Technology in lending decisions – will AI be the answer to faster CBILS roll-out?
The UK Government has already promised un-precedented financial aid for SME businesses to support the UK economy against the impact of COVID-19 on the UK economy and small businesses generally. One of these measures is the Corona Virus Business Loan Scheme (CBILS) which purports to offer interest free loans to businesses to support their working capital requirements as the UK economy grinds to a halt.
The initial measure has come under criticism – many feel that the CBILS scheme is not moving quickly enough and with an estimated 800,000 businesses reported to be heading for collapse within weeks the pressure is mounting on banks and HM Government to improve accessibility and speed up the application process.
The Chancellor on 3 April confirmed smaller companies will be further supported with business interruption loans and a new scheme for larger companies.

Supplied data:
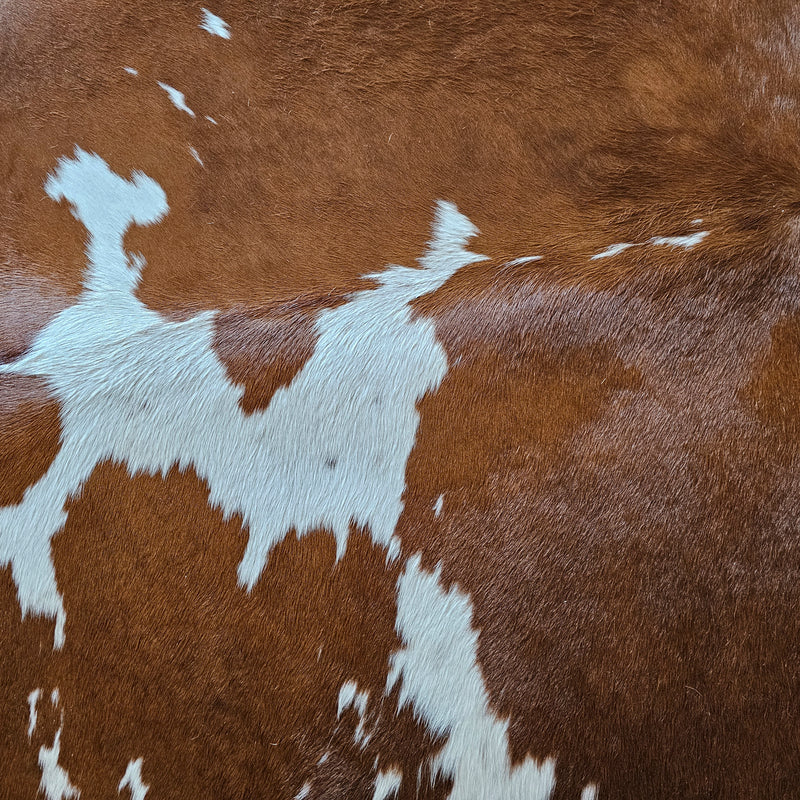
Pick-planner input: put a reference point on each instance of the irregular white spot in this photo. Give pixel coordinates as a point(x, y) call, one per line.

Required action: Resume the article on AI and the CBILS loan roll-out, starting right after its final sentence.

Response to this task:
Banks of course are not charities, their boards have an obligation to act prudently and in the best interests of stakeholders just as in any other company. Could increased use of technology to speed up the decision making be part of the answer? The use of technology in the lending process is not a new concept and the use of big data in assessing creditworthiness is already being explored by financial institutions around the globe. The use of big data can use more metrics to make a more comprehensive assessment in respect of credit and algorithms can be used to build a profile where an applicant has little or no prior credit history.
So, will technology save the day? Probably not on its own, as speed of decision is only part of the problem. Whatever the answer, and for the sake of the SME market place, let us hope the aid promised is enough to get the UK economy through these difficult times.